▶ [PROBLEMS TO WORK ON]
• a. Copy out the notebook excerpt below word for word, from "mis_val_table = pd.concat([mis_val, mis_val_percent], axis=1)" to "Total Values', ascending=False).round(1)".
• b. Collect every line of the entries below that contains the string "blue", with uppercase and lowercase letters treated as different.

──────── PASSAGE

Let's create a `Config` class to hold all the pertinent configurations and storage locations.

In [4]:
class Config(object):

    # define DBFS paths for sub-directories
    PROJECT_DIR = '/FileStore/users/jason/pumps/'   # to be used largely by dbutils only
    # note pure Python does not understand 'dbfs:/' so you need to use '/dbfs' in specifying the FileStore folder
    MODELS_DIR = '/dbfs'+PROJECT_DIR+'models/local/'
    SCRIPTS_DIR = '/dbfs'+PROJECT_DIR+'scripts/'
    
    # set location for uploading data
    # default location for data is /FileStore/tables but we will use a pumps sub-directory
    DATA_DIR = '/dbfs/FileStore/tables/pumps/'  

In [5]:
# create the project directories in FileStore if not already exists
dbutils.fs.mkdirs(Config.PROJECT_DIR+'models/local/')
dbutils.fs.mkdirs(Config.PROJECT_DIR+'scripts')
# verify
dbutils.fs.ls(Config.PROJECT_DIR)

### IMPORT DATA

Let's start by defining some useful helper functions.

In [8]:
def print_nans(df):

    print('Checking for NANs:............................')
    mis_val = df.isnull().sum()
    mis_val_percent = 100 * df.isnull().sum() / len(df)
    mis_val_table = pd.concat([mis_val, mis_val_percent], axis=1)
    mis_val_table_ren_columns = mis_val_table.rename(
        columns={0: 'Missing Values', 1: '% of Total Values'})
    mis_val_table_ren_columns = mis_val_table_ren_columns[
        mis_val_table_ren_columns.iloc[:, 1] != 0].sort_values(
        '% of Total Values', ascending=False).round(1)
    print("Your selected dataframe has " +
          str(df.shape[1]) +
          " columns and " +
          str(len(df)) +
          " rows \n" "There are " +
          str(mis_val_table_ren_columns.shape[0]) +
          " columns that have missing values.")
    print('..............................................')

────────────────
──────── DATA LISTING

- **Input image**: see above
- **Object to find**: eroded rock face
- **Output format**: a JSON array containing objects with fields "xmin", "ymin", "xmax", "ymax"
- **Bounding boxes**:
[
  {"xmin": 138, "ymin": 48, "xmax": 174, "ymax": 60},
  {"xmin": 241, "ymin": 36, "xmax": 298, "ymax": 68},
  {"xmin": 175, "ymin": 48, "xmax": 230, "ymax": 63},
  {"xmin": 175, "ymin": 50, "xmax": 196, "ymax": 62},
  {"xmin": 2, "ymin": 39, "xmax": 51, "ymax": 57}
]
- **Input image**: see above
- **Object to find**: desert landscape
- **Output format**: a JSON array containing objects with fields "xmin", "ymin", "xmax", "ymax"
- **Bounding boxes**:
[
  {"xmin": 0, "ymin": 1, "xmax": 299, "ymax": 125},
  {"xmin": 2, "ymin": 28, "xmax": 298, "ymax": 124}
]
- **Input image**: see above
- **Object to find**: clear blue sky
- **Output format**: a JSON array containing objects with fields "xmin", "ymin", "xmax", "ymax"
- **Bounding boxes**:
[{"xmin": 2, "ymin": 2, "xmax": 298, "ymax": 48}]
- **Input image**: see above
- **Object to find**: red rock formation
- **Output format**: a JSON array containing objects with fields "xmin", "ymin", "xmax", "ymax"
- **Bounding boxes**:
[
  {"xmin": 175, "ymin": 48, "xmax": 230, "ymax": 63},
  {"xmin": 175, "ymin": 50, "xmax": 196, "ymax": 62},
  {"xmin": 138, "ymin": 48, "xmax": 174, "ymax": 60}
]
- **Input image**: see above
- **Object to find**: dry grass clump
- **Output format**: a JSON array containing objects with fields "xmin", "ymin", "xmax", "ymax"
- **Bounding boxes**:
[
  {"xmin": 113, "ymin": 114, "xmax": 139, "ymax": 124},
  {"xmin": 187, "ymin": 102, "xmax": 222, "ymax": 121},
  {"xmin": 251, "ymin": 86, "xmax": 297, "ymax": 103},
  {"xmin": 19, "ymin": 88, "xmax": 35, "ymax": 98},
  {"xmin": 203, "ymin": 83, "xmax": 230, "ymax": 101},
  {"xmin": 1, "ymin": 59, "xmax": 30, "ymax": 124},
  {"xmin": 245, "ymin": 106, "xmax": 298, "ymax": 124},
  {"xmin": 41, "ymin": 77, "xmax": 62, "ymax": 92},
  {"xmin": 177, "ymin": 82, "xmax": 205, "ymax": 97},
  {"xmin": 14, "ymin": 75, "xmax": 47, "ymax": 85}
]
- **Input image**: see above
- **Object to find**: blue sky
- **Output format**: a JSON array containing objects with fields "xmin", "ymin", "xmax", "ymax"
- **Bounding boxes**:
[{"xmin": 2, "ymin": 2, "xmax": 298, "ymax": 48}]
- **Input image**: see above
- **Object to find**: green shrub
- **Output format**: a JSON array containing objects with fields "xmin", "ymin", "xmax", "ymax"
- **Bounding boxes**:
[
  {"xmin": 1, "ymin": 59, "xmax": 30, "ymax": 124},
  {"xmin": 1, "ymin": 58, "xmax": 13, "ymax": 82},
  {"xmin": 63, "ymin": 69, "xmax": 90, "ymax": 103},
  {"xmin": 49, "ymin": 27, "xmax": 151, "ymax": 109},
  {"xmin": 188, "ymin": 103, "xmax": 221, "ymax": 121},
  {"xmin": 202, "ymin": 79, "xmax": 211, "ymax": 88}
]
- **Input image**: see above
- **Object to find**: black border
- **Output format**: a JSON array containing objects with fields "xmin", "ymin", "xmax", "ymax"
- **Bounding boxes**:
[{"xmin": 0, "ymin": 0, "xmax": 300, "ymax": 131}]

────────────────

▶ [EXERCISE SOLUTIONS]
• a.
mis_val_table = pd.concat([mis_val, mis_val_percent], axis=1)
    mis_val_table_ren_columns = mis_val_table.rename(
        columns={0: 'Missing Values', 1: '% of Total Values'})
    mis_val_table_ren_columns = mis_val_table_ren_columns[
        mis_val_table_ren_columns.iloc[:, 1] != 0].sort_values(
        '% of Total Values', ascending=False).round(1)

• b.
- **Object to find**: clear blue sky
- **Object to find**: blue sky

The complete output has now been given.